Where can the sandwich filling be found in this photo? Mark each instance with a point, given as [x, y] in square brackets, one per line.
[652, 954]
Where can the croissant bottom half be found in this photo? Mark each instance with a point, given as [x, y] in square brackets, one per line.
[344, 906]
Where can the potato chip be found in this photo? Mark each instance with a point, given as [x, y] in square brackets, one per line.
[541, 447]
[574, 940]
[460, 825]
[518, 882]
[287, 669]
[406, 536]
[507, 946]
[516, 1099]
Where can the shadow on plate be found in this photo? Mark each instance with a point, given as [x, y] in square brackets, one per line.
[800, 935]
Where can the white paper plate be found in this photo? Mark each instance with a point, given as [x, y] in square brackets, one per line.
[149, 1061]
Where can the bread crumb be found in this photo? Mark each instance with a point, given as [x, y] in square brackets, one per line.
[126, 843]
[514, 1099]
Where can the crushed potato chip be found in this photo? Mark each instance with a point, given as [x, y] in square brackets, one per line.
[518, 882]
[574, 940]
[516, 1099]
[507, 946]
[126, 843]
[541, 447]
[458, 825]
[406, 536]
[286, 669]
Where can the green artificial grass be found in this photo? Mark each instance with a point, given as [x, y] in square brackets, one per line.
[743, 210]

◇ ◇ ◇ ◇ ◇

Each record must be repeated exactly as it is.

Where can the sandwich filling be found in this photo? Mark each instance with a point, given as [x, y] in square brackets, one per line.
[652, 954]
Where can the croissant bottom half be found in this photo? Mark each instance with a point, given as [x, y] in square brackets, one per line.
[344, 906]
Where can the potato chip be found in this photo? Mark each instance with a point, given as [x, y] in square brackets, one per line.
[541, 447]
[574, 940]
[460, 825]
[518, 882]
[287, 669]
[406, 536]
[507, 946]
[516, 1099]
Where can the shadow on plate be found in this photo? Mark each instance with a point, given as [x, y] in square brackets, one per line.
[800, 935]
Where can the white paper plate be found in this photo? Mark each instance with a point, given as [x, y] in square brackets, one per line.
[149, 1061]
Where can the bread crumb be found in this photo? Mark each instance with a point, given as [x, y] in square brackets, one per line.
[126, 843]
[514, 1099]
Where can the crushed potato chip be found in this photo? Mark each instance with a point, given as [x, y] in square brackets, one per line.
[518, 882]
[574, 940]
[516, 1099]
[507, 946]
[126, 843]
[541, 447]
[458, 825]
[406, 536]
[286, 669]
Where can the green artificial grass be found in this photo? Mark each instance with a point, given as [x, y] in square brackets, one per line.
[743, 210]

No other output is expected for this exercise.